» **SUPPLIED INFORMATION**
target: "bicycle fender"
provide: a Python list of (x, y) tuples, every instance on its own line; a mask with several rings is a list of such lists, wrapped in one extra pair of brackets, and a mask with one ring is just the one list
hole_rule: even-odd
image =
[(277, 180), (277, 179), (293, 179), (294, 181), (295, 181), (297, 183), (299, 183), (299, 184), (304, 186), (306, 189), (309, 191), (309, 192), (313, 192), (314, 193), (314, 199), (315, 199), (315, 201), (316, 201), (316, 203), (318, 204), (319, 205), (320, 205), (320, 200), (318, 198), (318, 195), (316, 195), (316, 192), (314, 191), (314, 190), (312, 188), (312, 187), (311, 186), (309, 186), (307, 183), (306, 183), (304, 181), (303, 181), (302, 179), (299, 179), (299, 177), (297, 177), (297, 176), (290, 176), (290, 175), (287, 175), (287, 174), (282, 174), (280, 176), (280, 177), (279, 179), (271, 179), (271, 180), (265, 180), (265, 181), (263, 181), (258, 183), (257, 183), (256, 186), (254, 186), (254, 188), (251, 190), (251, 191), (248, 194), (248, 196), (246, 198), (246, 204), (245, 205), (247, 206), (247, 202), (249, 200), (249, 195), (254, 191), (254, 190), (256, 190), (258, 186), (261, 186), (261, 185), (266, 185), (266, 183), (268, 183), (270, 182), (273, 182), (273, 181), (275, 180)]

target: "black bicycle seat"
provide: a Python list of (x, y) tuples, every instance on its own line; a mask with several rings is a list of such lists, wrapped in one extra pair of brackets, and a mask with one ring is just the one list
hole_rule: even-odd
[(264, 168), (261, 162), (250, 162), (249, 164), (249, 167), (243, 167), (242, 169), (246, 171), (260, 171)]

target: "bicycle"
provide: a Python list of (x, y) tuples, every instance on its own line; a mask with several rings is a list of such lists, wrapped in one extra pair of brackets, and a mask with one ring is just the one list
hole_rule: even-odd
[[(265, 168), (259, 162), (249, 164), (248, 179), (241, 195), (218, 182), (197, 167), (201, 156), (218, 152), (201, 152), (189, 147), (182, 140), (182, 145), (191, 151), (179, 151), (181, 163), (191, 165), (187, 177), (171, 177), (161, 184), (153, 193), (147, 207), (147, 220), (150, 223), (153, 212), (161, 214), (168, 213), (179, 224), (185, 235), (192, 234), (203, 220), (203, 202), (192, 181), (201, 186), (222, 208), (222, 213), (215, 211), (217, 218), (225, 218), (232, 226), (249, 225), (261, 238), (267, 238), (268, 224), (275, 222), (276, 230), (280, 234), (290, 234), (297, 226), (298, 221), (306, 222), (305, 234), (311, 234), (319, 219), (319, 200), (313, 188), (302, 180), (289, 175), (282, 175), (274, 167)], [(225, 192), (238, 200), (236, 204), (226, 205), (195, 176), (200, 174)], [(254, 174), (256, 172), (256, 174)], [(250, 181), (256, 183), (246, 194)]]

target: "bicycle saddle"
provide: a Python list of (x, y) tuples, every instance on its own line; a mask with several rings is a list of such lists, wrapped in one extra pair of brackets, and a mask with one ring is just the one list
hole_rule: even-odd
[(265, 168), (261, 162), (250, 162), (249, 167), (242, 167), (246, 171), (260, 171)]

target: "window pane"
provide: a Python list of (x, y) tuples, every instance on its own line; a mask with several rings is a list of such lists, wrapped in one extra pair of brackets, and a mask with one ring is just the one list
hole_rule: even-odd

» **DIRECTIONS**
Convert the entire listing above into a numbered list with one line per number, dropping the blank lines.

» **TASK RESPONSE**
1. target: "bicycle fender"
2. provide: a Python list of (x, y) tuples, every instance on its own line; a mask with several rings is a list of such lists, wrapped in one extra pair of brackets, and a mask with one ring is just the one list
3. hole_rule: even-odd
4. image =
5. [(277, 180), (277, 179), (293, 179), (294, 181), (295, 181), (297, 183), (299, 183), (299, 184), (304, 186), (306, 189), (309, 191), (309, 192), (313, 192), (314, 193), (314, 199), (315, 199), (315, 201), (316, 201), (316, 203), (318, 204), (319, 205), (320, 205), (320, 200), (318, 198), (318, 195), (316, 195), (316, 192), (314, 191), (314, 190), (312, 188), (312, 187), (311, 186), (309, 186), (307, 183), (306, 183), (304, 181), (303, 181), (302, 179), (299, 179), (299, 177), (297, 177), (297, 176), (290, 176), (290, 175), (287, 175), (287, 174), (282, 174), (280, 176), (280, 177), (279, 179), (271, 179), (271, 180), (265, 180), (265, 181), (263, 181), (258, 183), (257, 183), (256, 186), (254, 186), (254, 188), (251, 190), (251, 191), (248, 194), (248, 196), (246, 198), (246, 204), (245, 205), (247, 206), (247, 202), (249, 200), (249, 195), (254, 191), (254, 190), (256, 190), (258, 186), (261, 186), (261, 185), (266, 185), (266, 183), (268, 183), (270, 182), (273, 182), (273, 181), (275, 180)]
6. target: "black bicycle seat"
7. provide: a Python list of (x, y) tuples, every instance on its own line; a mask with several rings is a list of such lists, wrapped in one extra pair of brackets, and a mask with one ring is just the one list
8. hole_rule: even-odd
9. [(264, 168), (261, 162), (250, 162), (249, 164), (249, 167), (243, 167), (242, 169), (246, 171), (260, 171)]
10. target: "bicycle"
11. provide: a Python list of (x, y) tuples, every instance on its own line; a mask with several rings is a list of such lists, wrapped in one extra pair of brackets, and a mask with one ring is just the one list
12. hole_rule: even-odd
13. [[(265, 168), (259, 162), (249, 164), (248, 179), (241, 195), (218, 182), (197, 167), (201, 156), (218, 152), (201, 152), (189, 147), (182, 140), (182, 145), (191, 151), (179, 151), (181, 163), (191, 165), (187, 177), (171, 177), (161, 184), (153, 193), (147, 207), (147, 220), (150, 223), (153, 212), (161, 214), (168, 213), (179, 224), (185, 235), (192, 234), (203, 220), (203, 202), (192, 181), (201, 186), (222, 208), (222, 213), (215, 211), (217, 218), (225, 218), (232, 226), (249, 225), (261, 238), (267, 238), (268, 224), (275, 222), (276, 230), (280, 234), (290, 234), (297, 226), (298, 221), (306, 222), (305, 234), (311, 234), (319, 219), (319, 200), (313, 188), (302, 180), (289, 175), (282, 175), (274, 167)], [(225, 192), (238, 200), (236, 204), (226, 205), (195, 176), (200, 174)], [(254, 174), (256, 172), (256, 174)], [(250, 181), (256, 183), (246, 194)]]
14. target: "bicycle saddle"
15. provide: a Python list of (x, y) tuples, every instance on its own line; a mask with several rings is a list of such lists, wrapped in one extra pair of brackets, and a mask with one ring is just the one list
16. hole_rule: even-odd
17. [(265, 168), (261, 162), (250, 162), (249, 167), (242, 167), (246, 171), (260, 171)]
18. target: "window pane"
19. provide: a Python list of (x, y) tuples, every instance on its own line; a mask with several rings is a list of such lists, wrapped in one extra pair of brackets, and a mask with one ring is just the one list
20. hole_rule: even-odd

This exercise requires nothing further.